What follows is a set of records. Repeat every one of them exactly.

Stored items from a collection

Start of Block

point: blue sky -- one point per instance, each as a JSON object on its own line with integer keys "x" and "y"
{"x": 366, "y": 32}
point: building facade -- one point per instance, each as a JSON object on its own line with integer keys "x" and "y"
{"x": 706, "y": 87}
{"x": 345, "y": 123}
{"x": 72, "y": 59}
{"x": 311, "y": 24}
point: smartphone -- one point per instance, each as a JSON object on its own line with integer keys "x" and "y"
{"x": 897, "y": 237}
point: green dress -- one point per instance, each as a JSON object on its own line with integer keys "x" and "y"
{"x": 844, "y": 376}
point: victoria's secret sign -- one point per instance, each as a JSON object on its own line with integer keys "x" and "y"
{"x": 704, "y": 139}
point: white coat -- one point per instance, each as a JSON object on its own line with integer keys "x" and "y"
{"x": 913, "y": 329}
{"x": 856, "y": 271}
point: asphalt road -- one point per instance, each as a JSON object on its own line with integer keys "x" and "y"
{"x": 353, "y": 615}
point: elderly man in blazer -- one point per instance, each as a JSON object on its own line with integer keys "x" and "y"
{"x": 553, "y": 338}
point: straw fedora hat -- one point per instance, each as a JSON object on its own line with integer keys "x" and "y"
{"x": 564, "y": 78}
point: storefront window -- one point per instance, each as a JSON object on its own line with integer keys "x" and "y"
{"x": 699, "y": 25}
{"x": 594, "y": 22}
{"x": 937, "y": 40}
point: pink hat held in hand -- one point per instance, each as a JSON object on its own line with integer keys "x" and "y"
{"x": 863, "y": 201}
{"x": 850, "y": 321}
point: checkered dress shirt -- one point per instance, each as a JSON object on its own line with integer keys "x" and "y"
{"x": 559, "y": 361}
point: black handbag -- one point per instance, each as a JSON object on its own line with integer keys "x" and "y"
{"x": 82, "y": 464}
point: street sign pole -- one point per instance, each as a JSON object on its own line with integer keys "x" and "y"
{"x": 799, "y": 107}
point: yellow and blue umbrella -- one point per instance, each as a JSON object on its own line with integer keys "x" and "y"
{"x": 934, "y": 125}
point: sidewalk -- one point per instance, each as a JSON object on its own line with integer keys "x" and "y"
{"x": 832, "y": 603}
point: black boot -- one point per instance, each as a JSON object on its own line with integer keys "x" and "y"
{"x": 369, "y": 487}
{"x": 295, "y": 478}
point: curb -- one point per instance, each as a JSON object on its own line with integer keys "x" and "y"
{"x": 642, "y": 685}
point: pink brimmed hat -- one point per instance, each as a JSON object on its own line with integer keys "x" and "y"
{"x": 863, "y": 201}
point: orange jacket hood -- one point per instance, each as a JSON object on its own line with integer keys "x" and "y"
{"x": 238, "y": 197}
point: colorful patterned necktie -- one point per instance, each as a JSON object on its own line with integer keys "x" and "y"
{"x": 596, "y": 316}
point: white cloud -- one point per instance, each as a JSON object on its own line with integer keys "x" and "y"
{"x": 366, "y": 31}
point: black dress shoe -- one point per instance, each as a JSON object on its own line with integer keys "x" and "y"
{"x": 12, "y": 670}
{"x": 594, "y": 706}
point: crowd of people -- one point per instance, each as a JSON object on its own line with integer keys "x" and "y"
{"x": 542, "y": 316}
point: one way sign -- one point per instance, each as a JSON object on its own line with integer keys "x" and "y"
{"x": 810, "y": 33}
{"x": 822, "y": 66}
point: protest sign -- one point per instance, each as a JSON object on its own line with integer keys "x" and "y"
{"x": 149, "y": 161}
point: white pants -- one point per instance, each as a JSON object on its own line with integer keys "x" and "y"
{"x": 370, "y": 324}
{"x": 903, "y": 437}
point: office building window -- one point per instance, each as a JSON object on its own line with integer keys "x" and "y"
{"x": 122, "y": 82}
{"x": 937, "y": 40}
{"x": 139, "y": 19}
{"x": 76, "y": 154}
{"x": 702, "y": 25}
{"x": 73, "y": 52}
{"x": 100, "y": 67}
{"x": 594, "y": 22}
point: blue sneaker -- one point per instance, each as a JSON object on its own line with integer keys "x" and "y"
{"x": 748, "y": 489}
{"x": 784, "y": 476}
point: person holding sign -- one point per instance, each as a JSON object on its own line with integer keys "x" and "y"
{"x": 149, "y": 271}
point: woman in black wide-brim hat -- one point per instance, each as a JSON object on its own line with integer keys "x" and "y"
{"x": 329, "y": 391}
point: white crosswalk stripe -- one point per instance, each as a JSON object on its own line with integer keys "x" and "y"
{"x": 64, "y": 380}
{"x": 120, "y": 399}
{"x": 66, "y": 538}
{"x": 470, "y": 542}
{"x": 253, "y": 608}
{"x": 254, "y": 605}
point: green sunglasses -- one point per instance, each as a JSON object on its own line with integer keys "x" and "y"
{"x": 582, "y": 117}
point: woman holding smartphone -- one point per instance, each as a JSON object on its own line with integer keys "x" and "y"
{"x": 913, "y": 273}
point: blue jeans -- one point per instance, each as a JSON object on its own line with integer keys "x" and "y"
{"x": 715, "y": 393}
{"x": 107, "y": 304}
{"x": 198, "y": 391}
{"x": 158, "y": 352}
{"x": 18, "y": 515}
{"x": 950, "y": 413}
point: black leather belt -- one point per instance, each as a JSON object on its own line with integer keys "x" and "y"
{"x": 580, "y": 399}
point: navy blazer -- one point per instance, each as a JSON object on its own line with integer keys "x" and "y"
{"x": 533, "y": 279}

End of Block

**Answer space**.
point: blue sky -- one point per instance, each as a JSON object on its own line with integer keys "x" and "y"
{"x": 366, "y": 32}
point: building facade -- one point per instance, each as a JSON object on its own line with integer keys "x" and "y"
{"x": 706, "y": 87}
{"x": 345, "y": 123}
{"x": 72, "y": 59}
{"x": 311, "y": 24}
point: smartphone -- one point per instance, each as a JSON object on its own line with integer keys "x" and "y"
{"x": 897, "y": 237}
point: green dress -- one point per instance, each as a JSON object on its own line with integer keys "x" and "y"
{"x": 844, "y": 376}
point: victoria's secret sign -- one point per instance, each as a JSON object on its own line with integer keys "x" and "y"
{"x": 704, "y": 139}
point: white coat -- one point per instance, each as a JSON object on its own line with integer keys "x" and "y"
{"x": 913, "y": 329}
{"x": 856, "y": 271}
point: asphalt road -- one point per instance, each as a JSON object on its own line with integer keys "x" and "y"
{"x": 353, "y": 615}
point: elderly man in blazer -- one point per instance, each as a JSON object on its own line with integer keys "x" and "y"
{"x": 553, "y": 338}
point: straw fedora hat -- one point per instance, each as a JSON object on its own line with integer keys "x" and "y"
{"x": 564, "y": 78}
point: storefront window -- one point per instance, each as a JSON object on its own line with integer keys "x" and "y"
{"x": 699, "y": 25}
{"x": 594, "y": 22}
{"x": 937, "y": 40}
point: pink hat held in hand -- one point per instance, each as a JSON object on its own line with integer keys "x" and "y"
{"x": 863, "y": 201}
{"x": 850, "y": 321}
point: checkered dress shirt -- one point per instance, each as a JSON object on its own line with integer keys "x" and "y"
{"x": 559, "y": 361}
point: black handbag -- one point per instance, each as a JSON object on its own line with integer keys "x" and "y"
{"x": 82, "y": 464}
point: street sign pole -- one point per instance, each as a JSON object on its own line with integer keys "x" and "y"
{"x": 799, "y": 107}
point: yellow and blue umbrella -- one point per instance, each as a JSON object on its own line with integer keys "x" and "y"
{"x": 934, "y": 125}
point: sidewalk -- one point per instance, each as a JSON object on its own line with integer keys "x" and "y"
{"x": 832, "y": 603}
point: black boot -- one point per instance, each as a JSON object on its own line with integer keys "x" and "y"
{"x": 369, "y": 487}
{"x": 295, "y": 478}
point: curb -- one point per instance, each as a JSON object on its own line with integer keys "x" and "y"
{"x": 642, "y": 685}
point: pink brimmed hat -- one point per instance, each as a JSON object on its own line with integer keys "x" and "y"
{"x": 863, "y": 201}
point: orange jacket hood -- one point per instance, each as a JSON object on its own line with integer keys "x" and "y"
{"x": 238, "y": 197}
point: colorful patterned necktie -- one point per instance, each as a JSON object on its own line with integer keys "x" and "y"
{"x": 596, "y": 316}
point: white cloud -- one point per instance, each as a JSON object on its own line with integer keys "x" and "y"
{"x": 366, "y": 31}
point: black dress shoe -- one point per instance, each as a JSON object on its own line with integer keys "x" and "y"
{"x": 12, "y": 670}
{"x": 594, "y": 706}
point: crowd of people -- one point per instance, each as a JSON object on its own line with integer keys "x" and "y"
{"x": 542, "y": 316}
point: one way sign -- one point per instance, each as a JSON object on its own line with integer keys "x" and "y"
{"x": 810, "y": 33}
{"x": 822, "y": 66}
point: protest sign -- one point per instance, each as a JSON object on its own line with integer keys "x" and "y"
{"x": 149, "y": 161}
point: white pants -- one point per instance, each as a JSON object on its own line with integer keys "x" and "y"
{"x": 370, "y": 324}
{"x": 903, "y": 437}
point: office building window -- one point per instance, each as a JSON object on its own line with integer keys "x" and "y"
{"x": 122, "y": 82}
{"x": 937, "y": 40}
{"x": 139, "y": 19}
{"x": 76, "y": 154}
{"x": 702, "y": 25}
{"x": 73, "y": 52}
{"x": 100, "y": 67}
{"x": 594, "y": 22}
point: blue sneaker -- one point per instance, each as a JSON object on its own line with integer keys "x" and "y"
{"x": 748, "y": 489}
{"x": 784, "y": 476}
point: person holding sign -- one point per instance, each as a JSON object on its own line with integer keys "x" and "y"
{"x": 149, "y": 271}
point: woman in black wide-brim hat -- one point per instance, each as a JSON object on its own line with integer keys "x" and "y"
{"x": 329, "y": 391}
point: white crosswalk stripe -- one point per instance, each as a JSON object on its own line with integer keys "x" and "y"
{"x": 64, "y": 380}
{"x": 120, "y": 399}
{"x": 66, "y": 538}
{"x": 470, "y": 542}
{"x": 253, "y": 608}
{"x": 254, "y": 605}
point: green sunglasses -- one point per instance, each as a JSON object on its own line with integer keys "x" and "y"
{"x": 582, "y": 117}
point: woman holding smartphone -- one point per instance, each as a JSON object on its own line with integer keys "x" and "y"
{"x": 913, "y": 273}
point: blue jeans -- one point per instance, each as a JSON object on its own line with integer keys "x" and "y"
{"x": 715, "y": 393}
{"x": 107, "y": 304}
{"x": 198, "y": 391}
{"x": 158, "y": 352}
{"x": 18, "y": 515}
{"x": 950, "y": 413}
point: black leather belt -- one point per instance, each as a JSON object on its own line with integer keys "x" and "y"
{"x": 580, "y": 399}
point: navy blazer -- one point per instance, each as a JSON object on its own line with integer keys "x" and "y"
{"x": 533, "y": 279}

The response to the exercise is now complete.